• DATA EXCERPTS:
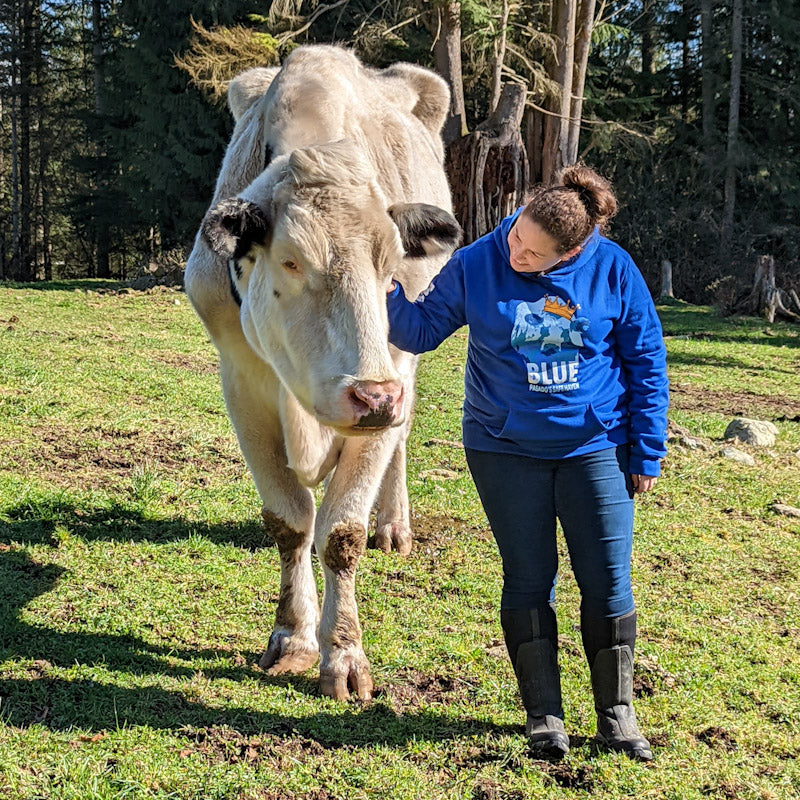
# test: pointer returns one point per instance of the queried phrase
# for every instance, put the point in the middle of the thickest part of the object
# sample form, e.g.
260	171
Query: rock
786	511
752	431
737	455
439	475
444	443
677	434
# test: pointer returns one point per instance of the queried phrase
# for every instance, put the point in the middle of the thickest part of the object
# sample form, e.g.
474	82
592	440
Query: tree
731	166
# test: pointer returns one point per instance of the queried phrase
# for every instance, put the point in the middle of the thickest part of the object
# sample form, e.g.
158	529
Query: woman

• SHORT EXERCISE: Present these lines as a Markdown table with the columns Row and Line, numbering each row and skipping blank lines. Leave the pictures out of the table.

• PROBLEM SOLUTION:
| Row | Line |
|---|---|
| 1 | # test: pointer returns one point per instance of the queried phrase |
| 2 | # for every instance, put the point in the middle of the thickest part of the object |
| 3 | # sample form, e.g. |
| 4 | 260	171 |
| 5 | Query: rock |
| 6 | 786	511 |
| 7 | 752	431 |
| 8 | 737	455 |
| 9 | 439	475 |
| 10 | 444	443 |
| 11 | 677	434 |
| 12 | # test: pointer returns one point per instance of the queried phrase |
| 13 | # for every instance, put the point in the middle of the thickest part of the object |
| 14 | # sample form, e.g. |
| 15 | 474	82 |
| 16 | 592	440 |
| 17 | Query: tree |
| 18 | 731	166 |
| 19 | # test: pointer returns one point per instance of the queried phrase |
| 20 | # for every instance, put the point in the middle of the thickest part of the object |
| 21 | # sample form, e.g. |
| 22 | 158	529 |
| 23 | Query: woman |